- _DATASET_
::::::

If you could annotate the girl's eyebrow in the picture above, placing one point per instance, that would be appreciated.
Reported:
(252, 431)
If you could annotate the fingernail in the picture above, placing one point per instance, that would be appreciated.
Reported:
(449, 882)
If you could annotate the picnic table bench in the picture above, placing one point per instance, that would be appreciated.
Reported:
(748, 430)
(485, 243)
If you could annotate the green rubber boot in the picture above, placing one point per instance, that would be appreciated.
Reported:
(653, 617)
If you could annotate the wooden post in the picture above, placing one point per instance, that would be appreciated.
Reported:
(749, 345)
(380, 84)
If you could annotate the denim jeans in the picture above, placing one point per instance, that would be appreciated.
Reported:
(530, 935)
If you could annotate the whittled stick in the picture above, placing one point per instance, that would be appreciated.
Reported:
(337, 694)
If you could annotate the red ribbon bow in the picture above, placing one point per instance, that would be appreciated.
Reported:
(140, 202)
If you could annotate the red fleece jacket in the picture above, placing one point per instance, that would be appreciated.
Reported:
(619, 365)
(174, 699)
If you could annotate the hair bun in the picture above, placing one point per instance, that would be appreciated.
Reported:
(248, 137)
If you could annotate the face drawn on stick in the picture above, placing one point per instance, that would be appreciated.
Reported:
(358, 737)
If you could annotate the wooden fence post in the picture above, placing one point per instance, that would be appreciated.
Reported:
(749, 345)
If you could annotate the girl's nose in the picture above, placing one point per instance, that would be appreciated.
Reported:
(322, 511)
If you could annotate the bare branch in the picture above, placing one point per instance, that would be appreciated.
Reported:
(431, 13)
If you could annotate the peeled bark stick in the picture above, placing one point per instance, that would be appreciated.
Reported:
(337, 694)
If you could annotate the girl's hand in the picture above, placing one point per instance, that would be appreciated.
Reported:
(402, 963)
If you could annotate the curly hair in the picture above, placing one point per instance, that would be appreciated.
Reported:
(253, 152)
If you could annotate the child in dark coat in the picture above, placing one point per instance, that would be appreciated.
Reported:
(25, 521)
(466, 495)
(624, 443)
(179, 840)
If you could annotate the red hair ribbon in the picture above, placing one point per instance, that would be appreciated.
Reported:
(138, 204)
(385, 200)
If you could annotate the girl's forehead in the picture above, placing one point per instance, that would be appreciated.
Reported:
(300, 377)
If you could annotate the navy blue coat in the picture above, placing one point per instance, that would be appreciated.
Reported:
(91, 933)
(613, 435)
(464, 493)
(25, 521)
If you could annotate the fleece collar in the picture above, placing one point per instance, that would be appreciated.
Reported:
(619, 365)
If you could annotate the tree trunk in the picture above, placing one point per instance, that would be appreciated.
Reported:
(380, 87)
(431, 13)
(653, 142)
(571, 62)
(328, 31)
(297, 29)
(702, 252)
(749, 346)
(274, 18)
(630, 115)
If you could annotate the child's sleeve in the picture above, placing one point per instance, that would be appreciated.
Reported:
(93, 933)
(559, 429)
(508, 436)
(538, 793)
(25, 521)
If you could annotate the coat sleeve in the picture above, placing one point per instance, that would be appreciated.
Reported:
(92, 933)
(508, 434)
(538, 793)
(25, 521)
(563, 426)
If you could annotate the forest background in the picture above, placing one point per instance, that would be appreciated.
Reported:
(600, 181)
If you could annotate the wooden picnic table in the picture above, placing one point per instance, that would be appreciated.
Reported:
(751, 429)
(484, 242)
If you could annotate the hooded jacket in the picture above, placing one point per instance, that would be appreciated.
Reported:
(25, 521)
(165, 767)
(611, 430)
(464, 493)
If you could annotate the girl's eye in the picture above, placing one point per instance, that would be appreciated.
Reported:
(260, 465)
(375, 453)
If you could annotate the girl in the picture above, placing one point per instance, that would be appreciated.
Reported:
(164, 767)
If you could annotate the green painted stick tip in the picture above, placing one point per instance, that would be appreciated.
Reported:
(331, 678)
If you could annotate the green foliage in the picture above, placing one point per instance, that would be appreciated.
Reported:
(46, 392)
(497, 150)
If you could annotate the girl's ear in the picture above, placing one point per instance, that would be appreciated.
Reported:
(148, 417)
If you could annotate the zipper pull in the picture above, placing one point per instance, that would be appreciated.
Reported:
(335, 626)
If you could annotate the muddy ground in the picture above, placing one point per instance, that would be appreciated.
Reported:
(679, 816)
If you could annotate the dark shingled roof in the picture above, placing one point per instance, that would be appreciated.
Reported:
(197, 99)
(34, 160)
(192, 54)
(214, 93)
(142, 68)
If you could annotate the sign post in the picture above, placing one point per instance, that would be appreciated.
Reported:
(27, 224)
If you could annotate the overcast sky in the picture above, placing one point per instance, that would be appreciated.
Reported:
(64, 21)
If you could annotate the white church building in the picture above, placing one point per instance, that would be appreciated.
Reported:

::::::

From the line containing "If you could annotate the girl's eye in" through the closing line of the material above, return every line exactly and omit all others.

If you could annotate the girl's eye in the picture above, placing one point per instance, that would be appreciated.
Reported:
(260, 465)
(375, 453)
If you could annotate the girl in the picture above, placing one point per instance, that would be appreciated.
Reported:
(164, 767)
If you could annotate the green painted stick tip in the picture above, placing one point per instance, that would be appreciated.
Reported:
(331, 678)
If you could annotate the green foliage in the picture above, placing one point per instance, that would be appreciated.
Reported:
(46, 392)
(497, 150)
If you could annotate the girl's ear in the picture above, placing one point per instance, that would be appreciated.
Reported:
(148, 417)
If you could annotate the zipper pull in the picture above, placing one point per instance, that would be appreciated.
Reported:
(335, 626)
If you could annotate the muddy ground in the picture above, placing one point per instance, that would be appreciated.
Reported:
(679, 816)
If you could annotate the dark shingled roof in the picture above, placing one point per instance, that would be appreciated.
Reported:
(197, 99)
(34, 160)
(192, 54)
(214, 93)
(142, 68)
If you could annotate the sign post in the picture above, placing one point per instance, that would be appreciated.
Reported:
(27, 224)
If you could annotate the overcast sky in the picture above, placing one point per instance, that would be appreciated.
Reported:
(64, 21)
If you could annotate the white church building in the picture above, placing one point per instance, that would be appreciated.
Reported:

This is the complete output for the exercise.